— Stated exercise A —
Write out the Polo Towers thread again from "Now that the" up to and including "more flexible reservations.", with "exchanger" replaced by "guest".
— Stated exercise B —
Carry on the Polo Towers thread from the point where it stops.

# Polo Towers - Villas or Suites ?



## fnewman

I know I have seen some discussion on this before, but would like to hear opinions on which would be better for a 1BR week. TIA


----------



## cluemeister

*Suites or Villas*

Now that the Suites are remodeled, I don't think the Villas have any benefit over the Suites to an exchanger.  To an owner, the Villas provide more flexible reservations.

I would go Suites.  Just make sure you're getting a remodeled unit.


----------



## dougp26364

There are still difference's between the two in the way the units are layed out and the style/brand furniture used. The Suite's upgrade mostly brought in new furniture, changed the decor/color's of the unit, added granit counter tops and flat screen TV's and moved the LO door from the kitchen to the front of the unit where noise was not as much of an issue for those in the LO unit. 

The Villa's has a murphy bed rather than a sofa sleeper, a big screen TV and a sofa that is not a sofa sleeper (a little more comfortable) and has more of a concave sectional styling to it. There are also dual vanities and a soaking tub in the bathroom where the Suite's has only a single vanity and a standard tub/shower combo. 

IMO, the biggest difference is the view. Almost all of the Suite's units will have some sort of view of the strip. The majority of the Villa's unit's will face east towards MGM's signature towers, Marriott's Grand Chateau and the mountains. There are Suite's units that face east but, there are a much larger number that have at least some view of the strip.

— Entries —
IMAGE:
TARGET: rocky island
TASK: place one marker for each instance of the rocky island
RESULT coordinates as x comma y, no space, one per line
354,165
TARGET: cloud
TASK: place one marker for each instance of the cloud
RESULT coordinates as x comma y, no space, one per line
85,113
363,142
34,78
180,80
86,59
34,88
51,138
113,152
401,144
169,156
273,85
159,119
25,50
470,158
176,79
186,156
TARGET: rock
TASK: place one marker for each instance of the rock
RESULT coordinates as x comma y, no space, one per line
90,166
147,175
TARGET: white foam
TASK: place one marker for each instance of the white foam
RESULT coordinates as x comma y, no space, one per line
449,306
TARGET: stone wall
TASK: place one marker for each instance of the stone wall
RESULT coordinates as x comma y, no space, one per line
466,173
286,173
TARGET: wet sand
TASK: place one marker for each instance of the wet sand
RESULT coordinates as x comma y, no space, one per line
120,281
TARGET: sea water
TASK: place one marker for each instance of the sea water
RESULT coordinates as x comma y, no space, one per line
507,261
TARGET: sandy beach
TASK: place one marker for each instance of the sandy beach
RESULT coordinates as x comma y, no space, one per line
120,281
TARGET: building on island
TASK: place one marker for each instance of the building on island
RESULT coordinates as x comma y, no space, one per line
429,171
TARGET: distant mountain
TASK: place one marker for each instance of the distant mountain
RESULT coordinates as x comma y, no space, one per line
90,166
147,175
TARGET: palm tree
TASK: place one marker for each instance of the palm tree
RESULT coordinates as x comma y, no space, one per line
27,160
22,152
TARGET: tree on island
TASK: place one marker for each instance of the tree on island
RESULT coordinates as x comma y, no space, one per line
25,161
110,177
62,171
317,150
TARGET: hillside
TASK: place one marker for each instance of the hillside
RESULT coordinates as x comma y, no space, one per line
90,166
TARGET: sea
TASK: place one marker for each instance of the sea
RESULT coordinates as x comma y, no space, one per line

— Exercise result A —
Now that the Suites are remodeled, I don't think the Villas have any benefit over the Suites to an guest.  To an owner, the Villas provide more flexible reservations.

— Exercise result B —
Of course, as mentioned above the Suite's just went through a complete renovation so they are like new. I believe the Villa's are now 5 to 7 years old. 

One last thing. If check in day is important to you, the Villa's check in on Friday only. The Suite's tower 1, which faces west and east check's in on Sunday and tower 2 check's in on Saturday. However, since DRI has made changes and some of Polo Towers units have been put into a points based reservations system I can't say for certain that the old more rigid Sat. Sun. check in days for the Suite's holds true anymore. Since the Villa's is actually a seperate timeshare I am pretty certain that the Friday check in day still holds true. 

If it were me I think that I'd probably try to exchange into the Suite's at this point. They're newer, you have a better chance at getting some sort of view of the strip and as Cluemeister pointed out there really isn't that much difference between the Villa's and the Suite's other than decor.


----------



## pedro47

Wow, this thread was started in 2008.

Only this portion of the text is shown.